Stored items:
——————

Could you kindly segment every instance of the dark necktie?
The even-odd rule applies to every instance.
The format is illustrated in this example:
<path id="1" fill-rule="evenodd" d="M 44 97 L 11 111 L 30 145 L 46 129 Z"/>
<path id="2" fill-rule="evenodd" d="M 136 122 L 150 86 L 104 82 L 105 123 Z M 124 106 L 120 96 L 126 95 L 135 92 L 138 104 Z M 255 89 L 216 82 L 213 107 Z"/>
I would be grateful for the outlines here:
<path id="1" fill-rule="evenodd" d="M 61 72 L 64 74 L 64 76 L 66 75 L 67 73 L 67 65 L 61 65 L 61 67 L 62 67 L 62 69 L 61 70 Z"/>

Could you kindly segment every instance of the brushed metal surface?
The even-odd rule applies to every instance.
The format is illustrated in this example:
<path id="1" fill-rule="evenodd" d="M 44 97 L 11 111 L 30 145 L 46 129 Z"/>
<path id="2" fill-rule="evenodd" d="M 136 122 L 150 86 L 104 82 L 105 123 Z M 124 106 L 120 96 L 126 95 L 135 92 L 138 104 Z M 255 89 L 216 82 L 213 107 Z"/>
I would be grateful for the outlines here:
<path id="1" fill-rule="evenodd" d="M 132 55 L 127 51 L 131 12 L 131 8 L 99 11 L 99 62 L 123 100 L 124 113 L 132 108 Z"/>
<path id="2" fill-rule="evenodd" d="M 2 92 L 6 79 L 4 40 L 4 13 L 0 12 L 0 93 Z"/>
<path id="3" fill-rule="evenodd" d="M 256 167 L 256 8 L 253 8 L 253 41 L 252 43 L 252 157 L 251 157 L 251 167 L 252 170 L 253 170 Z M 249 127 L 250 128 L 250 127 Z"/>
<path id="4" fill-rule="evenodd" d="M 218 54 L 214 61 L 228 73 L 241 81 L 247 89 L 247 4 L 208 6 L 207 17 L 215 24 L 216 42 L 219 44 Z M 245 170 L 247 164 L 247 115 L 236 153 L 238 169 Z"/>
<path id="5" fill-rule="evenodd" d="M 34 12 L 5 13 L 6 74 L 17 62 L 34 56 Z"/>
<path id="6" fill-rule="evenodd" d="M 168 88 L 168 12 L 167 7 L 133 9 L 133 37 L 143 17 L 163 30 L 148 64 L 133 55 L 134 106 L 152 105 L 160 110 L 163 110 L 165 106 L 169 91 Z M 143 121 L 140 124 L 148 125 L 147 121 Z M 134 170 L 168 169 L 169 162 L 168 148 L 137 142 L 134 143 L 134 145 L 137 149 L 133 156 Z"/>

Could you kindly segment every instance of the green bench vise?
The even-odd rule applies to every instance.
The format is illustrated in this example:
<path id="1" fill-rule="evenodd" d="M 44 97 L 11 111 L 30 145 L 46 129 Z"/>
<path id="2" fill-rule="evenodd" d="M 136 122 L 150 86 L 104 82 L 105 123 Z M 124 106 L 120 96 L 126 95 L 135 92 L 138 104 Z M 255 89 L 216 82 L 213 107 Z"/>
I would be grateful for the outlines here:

——————

### [STATED TASK]
Write the entries again, exactly as they stand.

### [TASK RESULT]
Could you kindly segment every instance of the dark necktie?
The even-odd rule applies to every instance.
The format is illustrated in this example:
<path id="1" fill-rule="evenodd" d="M 44 97 L 11 111 L 30 145 L 46 129 Z"/>
<path id="2" fill-rule="evenodd" d="M 136 122 L 150 86 L 104 82 L 105 123 Z M 124 106 L 120 96 L 126 95 L 135 92 L 138 104 Z M 255 89 L 216 82 L 213 107 Z"/>
I would be grateful for the outlines here:
<path id="1" fill-rule="evenodd" d="M 61 72 L 64 74 L 64 76 L 66 75 L 67 73 L 67 65 L 61 65 L 61 67 L 62 67 L 62 69 L 61 70 Z"/>

Could you kindly segment every instance of the brushed metal surface?
The even-odd rule applies to every instance.
The format is illustrated in this example:
<path id="1" fill-rule="evenodd" d="M 44 97 L 11 111 L 30 145 L 46 129 Z"/>
<path id="2" fill-rule="evenodd" d="M 136 122 L 150 86 L 104 82 L 105 123 Z M 124 106 L 120 96 L 126 95 L 135 92 L 138 104 Z M 255 89 L 216 82 L 213 107 Z"/>
I would be grateful for the outlines here:
<path id="1" fill-rule="evenodd" d="M 132 55 L 127 51 L 131 12 L 131 8 L 99 11 L 99 62 L 123 100 L 124 113 L 132 108 Z"/>
<path id="2" fill-rule="evenodd" d="M 2 92 L 6 79 L 4 40 L 4 13 L 0 12 L 0 93 Z"/>
<path id="3" fill-rule="evenodd" d="M 256 167 L 256 8 L 253 8 L 253 41 L 252 43 L 252 157 L 251 157 L 251 167 L 252 170 L 253 170 Z M 249 127 L 250 128 L 250 127 Z"/>
<path id="4" fill-rule="evenodd" d="M 218 54 L 214 61 L 228 73 L 241 81 L 247 89 L 247 4 L 208 6 L 207 17 L 215 24 L 216 42 L 219 44 Z M 245 170 L 247 164 L 247 115 L 236 153 L 238 169 Z"/>
<path id="5" fill-rule="evenodd" d="M 34 12 L 5 13 L 6 74 L 17 62 L 34 56 Z"/>
<path id="6" fill-rule="evenodd" d="M 168 88 L 168 12 L 167 7 L 133 9 L 133 37 L 143 17 L 163 30 L 148 64 L 133 55 L 134 106 L 152 105 L 160 110 L 163 110 L 165 106 L 169 91 Z M 143 121 L 140 124 L 148 125 L 147 121 Z M 134 170 L 168 169 L 169 162 L 168 148 L 137 142 L 134 143 L 134 145 L 137 149 L 133 156 Z"/>

Could you kindly segment every instance of the green bench vise?
The even-odd rule applies to every instance.
The format is illustrated in this example:
<path id="1" fill-rule="evenodd" d="M 44 97 L 11 111 L 30 145 L 46 129 Z"/>
<path id="2" fill-rule="evenodd" d="M 136 122 L 150 86 L 104 82 L 105 123 Z M 124 106 L 120 96 L 126 95 L 135 92 L 138 104 Z M 255 89 L 216 82 L 213 107 Z"/>
I would be grateful for the outlines here:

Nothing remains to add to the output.